REPUBLIKA.CO.ID, Oleh: Prof Dr Imam Suprayogo
Pada peringatan Maulud Nabi saw seperti sekarang ini, banyak hal yang perlu diambil pelajaran, terutama oleh para pemimpin bangsa ini. Nabi Muhammad saw adalah
sosok pemimpin yang sukses. Beliau mengubah masyarakat jahiliyah
menjadi masyarakat yang hidup secara damai, aman, dan sejahtera. Tentu,
kapan dan di mana pun, bukan pekerjaan mudah untuk melakukan perubahan
masyarakat dalam waktu yang singkat namun sedemikian mendasar itu.
Perjuangan
nabi dibagi menjadi dua fase, yaitu fase di Makkah dan kemudian
dilanjutkan di Madinah. Setelah kurang lebih 13 tahun di Makkah dan
dihitung hasilnya kurang maksimal, maka nabi mengambil kebijakan
strategis, yaitu hijrah ke Madinah.
Perpindahan itu bukan
pekerjaan mudah. Apalagi antara Makkah dan Madinah cukup jauh jaraknya.
Sekarang saja, dengan kendaraan bus atau taksi harus ditempuh selama 5
hingga 6 jam. Tentu kepindahan itu sangat berat sekali, tatkala belum
ada kendaraan seperti sekarang ini.
Tapi, pemimpin harus berani
mengambil keputusan, apapun beratnya. Dalam perjuangan, tatkala di suatu
tempat sudah tidak mendapatkan hasil maksimal, dihitung-hitung
tantangan menjadi semakin berat, Rasul memelopori untuk berpindah,
meninggalkan tanah kelahirannya, Makkah.
Nabi melawan naluri
kemanusiaan, sekalipun tempat kelahirannya, dan begitu pula Ka'bah,
Arafah dan Mina sebagai pusat kegiatan ritual berada di sekitar Makkah,
beliau hijrah ke Madinah.

## Data yang Diberikan
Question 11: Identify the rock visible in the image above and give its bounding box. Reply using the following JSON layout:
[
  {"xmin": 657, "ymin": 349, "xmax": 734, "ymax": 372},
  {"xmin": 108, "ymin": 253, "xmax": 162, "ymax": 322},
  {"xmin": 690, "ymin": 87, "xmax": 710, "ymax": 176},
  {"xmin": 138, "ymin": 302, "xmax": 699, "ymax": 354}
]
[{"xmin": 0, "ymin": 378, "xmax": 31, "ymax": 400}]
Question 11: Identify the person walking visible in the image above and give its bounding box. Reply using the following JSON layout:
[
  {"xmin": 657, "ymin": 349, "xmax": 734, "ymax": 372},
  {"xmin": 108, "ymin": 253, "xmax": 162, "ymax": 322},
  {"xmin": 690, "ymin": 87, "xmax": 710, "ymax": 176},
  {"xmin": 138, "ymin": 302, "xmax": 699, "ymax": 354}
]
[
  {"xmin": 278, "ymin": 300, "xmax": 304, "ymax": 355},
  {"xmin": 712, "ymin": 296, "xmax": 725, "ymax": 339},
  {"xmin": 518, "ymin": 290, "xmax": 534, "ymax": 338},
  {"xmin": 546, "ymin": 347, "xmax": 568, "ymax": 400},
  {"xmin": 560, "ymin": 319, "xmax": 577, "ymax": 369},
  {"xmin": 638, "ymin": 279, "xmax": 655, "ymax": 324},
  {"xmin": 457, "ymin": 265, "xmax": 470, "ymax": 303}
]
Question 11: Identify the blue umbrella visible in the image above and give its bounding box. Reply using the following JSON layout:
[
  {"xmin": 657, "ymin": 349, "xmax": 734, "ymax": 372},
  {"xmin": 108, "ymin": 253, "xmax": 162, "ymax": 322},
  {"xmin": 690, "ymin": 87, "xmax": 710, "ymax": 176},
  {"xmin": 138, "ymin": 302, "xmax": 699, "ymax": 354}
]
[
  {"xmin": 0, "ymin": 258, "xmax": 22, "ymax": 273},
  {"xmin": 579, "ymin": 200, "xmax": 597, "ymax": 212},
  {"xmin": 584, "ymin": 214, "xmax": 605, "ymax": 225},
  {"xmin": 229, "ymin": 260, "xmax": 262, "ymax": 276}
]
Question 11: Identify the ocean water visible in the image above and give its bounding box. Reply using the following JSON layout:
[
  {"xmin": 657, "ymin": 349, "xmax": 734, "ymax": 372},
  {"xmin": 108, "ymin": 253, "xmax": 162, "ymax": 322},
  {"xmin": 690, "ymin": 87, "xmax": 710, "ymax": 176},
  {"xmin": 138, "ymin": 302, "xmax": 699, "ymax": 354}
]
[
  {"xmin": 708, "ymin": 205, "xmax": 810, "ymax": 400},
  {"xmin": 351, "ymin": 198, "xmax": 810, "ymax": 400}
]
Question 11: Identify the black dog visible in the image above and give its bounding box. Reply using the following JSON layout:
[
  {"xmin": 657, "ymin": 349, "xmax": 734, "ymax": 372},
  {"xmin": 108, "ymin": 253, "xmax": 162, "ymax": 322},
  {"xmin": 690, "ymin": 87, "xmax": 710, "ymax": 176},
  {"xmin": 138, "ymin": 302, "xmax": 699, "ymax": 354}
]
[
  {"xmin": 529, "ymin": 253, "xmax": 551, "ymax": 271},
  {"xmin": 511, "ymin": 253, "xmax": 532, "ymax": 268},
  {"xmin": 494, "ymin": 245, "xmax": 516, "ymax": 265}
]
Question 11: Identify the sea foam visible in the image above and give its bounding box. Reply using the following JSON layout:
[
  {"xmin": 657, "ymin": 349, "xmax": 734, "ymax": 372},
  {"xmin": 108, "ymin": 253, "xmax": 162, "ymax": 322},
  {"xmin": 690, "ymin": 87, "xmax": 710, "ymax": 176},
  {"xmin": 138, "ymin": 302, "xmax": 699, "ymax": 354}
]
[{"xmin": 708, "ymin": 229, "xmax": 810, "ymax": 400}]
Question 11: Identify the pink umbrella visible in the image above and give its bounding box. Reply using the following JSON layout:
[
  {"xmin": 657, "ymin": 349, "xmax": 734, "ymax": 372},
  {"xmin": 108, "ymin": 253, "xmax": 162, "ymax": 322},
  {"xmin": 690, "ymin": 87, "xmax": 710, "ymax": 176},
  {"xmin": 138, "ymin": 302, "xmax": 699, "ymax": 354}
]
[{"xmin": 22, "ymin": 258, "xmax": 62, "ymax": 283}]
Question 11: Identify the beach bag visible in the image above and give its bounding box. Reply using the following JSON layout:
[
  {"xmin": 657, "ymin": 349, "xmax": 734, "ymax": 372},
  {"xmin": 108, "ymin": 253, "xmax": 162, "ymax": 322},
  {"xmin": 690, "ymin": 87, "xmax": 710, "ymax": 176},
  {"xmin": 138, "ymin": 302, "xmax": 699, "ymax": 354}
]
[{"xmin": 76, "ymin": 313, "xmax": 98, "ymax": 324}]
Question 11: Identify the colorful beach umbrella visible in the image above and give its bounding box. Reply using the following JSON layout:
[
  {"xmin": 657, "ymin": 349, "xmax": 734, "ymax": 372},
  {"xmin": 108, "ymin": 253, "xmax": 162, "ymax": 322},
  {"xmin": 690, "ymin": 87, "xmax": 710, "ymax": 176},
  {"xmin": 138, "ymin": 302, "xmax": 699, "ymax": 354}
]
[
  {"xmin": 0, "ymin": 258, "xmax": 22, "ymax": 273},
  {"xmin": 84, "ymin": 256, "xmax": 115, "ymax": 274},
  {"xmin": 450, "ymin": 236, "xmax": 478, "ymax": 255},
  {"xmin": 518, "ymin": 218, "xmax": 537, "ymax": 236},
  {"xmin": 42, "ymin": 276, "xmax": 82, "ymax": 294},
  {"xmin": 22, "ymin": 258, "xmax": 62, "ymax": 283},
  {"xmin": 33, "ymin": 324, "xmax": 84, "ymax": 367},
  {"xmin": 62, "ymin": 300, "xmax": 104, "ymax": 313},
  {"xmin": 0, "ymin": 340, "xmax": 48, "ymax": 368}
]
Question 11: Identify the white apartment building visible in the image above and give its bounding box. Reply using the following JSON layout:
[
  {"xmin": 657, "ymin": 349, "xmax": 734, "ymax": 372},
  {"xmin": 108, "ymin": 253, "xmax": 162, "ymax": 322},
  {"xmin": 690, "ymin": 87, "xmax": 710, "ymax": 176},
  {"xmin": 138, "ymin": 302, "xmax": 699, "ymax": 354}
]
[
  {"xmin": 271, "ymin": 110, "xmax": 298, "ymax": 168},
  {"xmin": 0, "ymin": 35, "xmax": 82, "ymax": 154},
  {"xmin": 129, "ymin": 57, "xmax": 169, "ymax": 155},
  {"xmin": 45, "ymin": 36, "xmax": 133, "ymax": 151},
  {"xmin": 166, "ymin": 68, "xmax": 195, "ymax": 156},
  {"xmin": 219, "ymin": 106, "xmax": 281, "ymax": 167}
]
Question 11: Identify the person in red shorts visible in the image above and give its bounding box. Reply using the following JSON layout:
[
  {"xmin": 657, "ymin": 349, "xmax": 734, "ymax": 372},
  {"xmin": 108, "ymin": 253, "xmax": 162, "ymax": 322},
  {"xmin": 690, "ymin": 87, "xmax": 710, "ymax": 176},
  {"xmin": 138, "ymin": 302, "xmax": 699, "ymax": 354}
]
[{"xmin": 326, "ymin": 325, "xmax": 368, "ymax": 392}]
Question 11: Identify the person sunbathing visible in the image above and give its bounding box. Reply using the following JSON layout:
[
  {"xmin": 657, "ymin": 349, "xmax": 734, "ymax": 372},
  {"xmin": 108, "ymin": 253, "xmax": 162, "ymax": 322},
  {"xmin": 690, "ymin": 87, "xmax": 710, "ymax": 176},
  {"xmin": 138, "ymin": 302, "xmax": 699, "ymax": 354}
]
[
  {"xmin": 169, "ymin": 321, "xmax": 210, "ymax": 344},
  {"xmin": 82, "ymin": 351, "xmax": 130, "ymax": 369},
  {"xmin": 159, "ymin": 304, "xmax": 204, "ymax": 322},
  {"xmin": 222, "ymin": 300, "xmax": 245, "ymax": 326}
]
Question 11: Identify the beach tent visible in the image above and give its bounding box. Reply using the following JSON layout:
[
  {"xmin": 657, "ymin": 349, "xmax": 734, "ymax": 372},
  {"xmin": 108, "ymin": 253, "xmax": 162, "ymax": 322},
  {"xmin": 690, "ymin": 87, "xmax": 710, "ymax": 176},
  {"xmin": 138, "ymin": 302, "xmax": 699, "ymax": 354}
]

## Tugas 1
Salin dengan tepat bagian teks tentang hijrah Nabi, mulai dari "REPUBLIKA.CO.ID, Oleh: Prof" dan berakhir pada "cukup jauh jaraknya.".
## Tugas 2
Menurut teks tentang hijrah Nabi, berapa lama Nabi berada di Makkah sebelum hijrah ke Madinah?
## Tugas 3
Teruskan teks tentang hijrah Nabi ke Madinah, dimulai setelah kalimat terakhirnya.
Data tersebut merupakan bahan yang terpisah dari teks bacaan.

## Jawaban Tertulis 1
REPUBLIKA.CO.ID, Oleh: Prof Dr Imam Suprayogo
Pada peringatan Maulud Nabi saw seperti sekarang ini, banyak hal yang perlu diambil pelajaran, terutama oleh para pemimpin bangsa ini. Nabi Muhammad saw adalah
sosok pemimpin yang sukses. Beliau mengubah masyarakat jahiliyah
menjadi masyarakat yang hidup secara damai, aman, dan sejahtera. Tentu,
kapan dan di mana pun, bukan pekerjaan mudah untuk melakukan perubahan
masyarakat dalam waktu yang singkat namun sedemikian mendasar itu.
Perjuangan
nabi dibagi menjadi dua fase, yaitu fase di Makkah dan kemudian
dilanjutkan di Madinah. Setelah kurang lebih 13 tahun di Makkah dan
dihitung hasilnya kurang maksimal, maka nabi mengambil kebijakan
strategis, yaitu hijrah ke Madinah.
Perpindahan itu bukan
pekerjaan mudah. Apalagi antara Makkah dan Madinah cukup jauh jaraknya.

## Jawaban Tertulis 2
Kurang lebih 13 tahun.

## Jawaban Tertulis 3
Memperhatikan peristiwa hijrah dan
dikaitkan dengan persoalan terkini di ibu kota, tatkala penduduk Jakarta
sudah sedemikian padat, sehari-hari macet, dan banjir, belum lagi
polusi dan lain-lain, mestinya para pemimpin negara ini berani mengambil
keputusan, sebagaimana dilakukan Rasulullah saw.
Memindahkan
ibu kota memang sulit dan beresiko. Tapi resiko dan kesulitan berpindah
itu juga telah dialami oleh sang pemimpin 14 abad yang lalu. Ketika
sehari-hari, merasa sedemikian beratnya hidup di Jakarta, para pemimpin
bangsa ini segera mengambil keputusan, pindah.
Semakin cepat
semakin baik. Kelambatan dalam mengambil keputusan akan berakibat biaya
dan resiko semakin mahal dan berat. Banyak orang berspekulasi,
masing-masing akan berusaha untuk mendapatkan keuntungan yang
sebesar-besarnya.
Selain tauladan tentang keberanian menanggung
resiko, dari proses berhijrah saja, tidak sedikit nilai-nilai yang
seharusnya diambil para pemimpin dan pejabat. Ada kisah menarik di dalam
perjalanan Nabi saw bersama sahabat dari Makkah ke Madinah.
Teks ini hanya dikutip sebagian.